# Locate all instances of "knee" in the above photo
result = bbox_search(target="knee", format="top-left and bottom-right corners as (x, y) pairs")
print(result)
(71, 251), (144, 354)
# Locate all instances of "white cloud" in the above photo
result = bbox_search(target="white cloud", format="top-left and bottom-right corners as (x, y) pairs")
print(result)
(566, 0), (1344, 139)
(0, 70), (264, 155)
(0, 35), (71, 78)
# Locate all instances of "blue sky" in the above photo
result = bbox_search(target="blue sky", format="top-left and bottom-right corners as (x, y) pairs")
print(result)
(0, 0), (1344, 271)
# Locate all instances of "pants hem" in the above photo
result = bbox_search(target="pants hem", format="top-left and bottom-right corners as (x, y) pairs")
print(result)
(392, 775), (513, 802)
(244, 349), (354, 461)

------------

Given exercise:
Give back the data above exactly as it appears.

Full output:
# Locate all instances of "knee" in the above photo
result = bbox_search(target="knee", format="top-left and bottom-right corners as (x, y) pairs")
print(result)
(71, 251), (144, 354)
# Locate all instances of "white cloud" in the above photo
result = bbox_search(target="white cloud", format="top-left and bottom-right corners as (x, y) pairs")
print(result)
(566, 0), (1344, 139)
(0, 70), (264, 155)
(0, 35), (71, 78)
# Locate all instances of "blue sky" in the above photo
result = bbox_search(target="blue sky", format="top-left and bottom-right corners as (x, y) pairs")
print(result)
(0, 0), (1344, 271)
# Locate all instances of "pants hem" in the above photo
result = bbox_search(target="pants hem", format="top-left and bottom-right corners as (x, y) pairs")
print(result)
(392, 775), (513, 802)
(244, 349), (354, 461)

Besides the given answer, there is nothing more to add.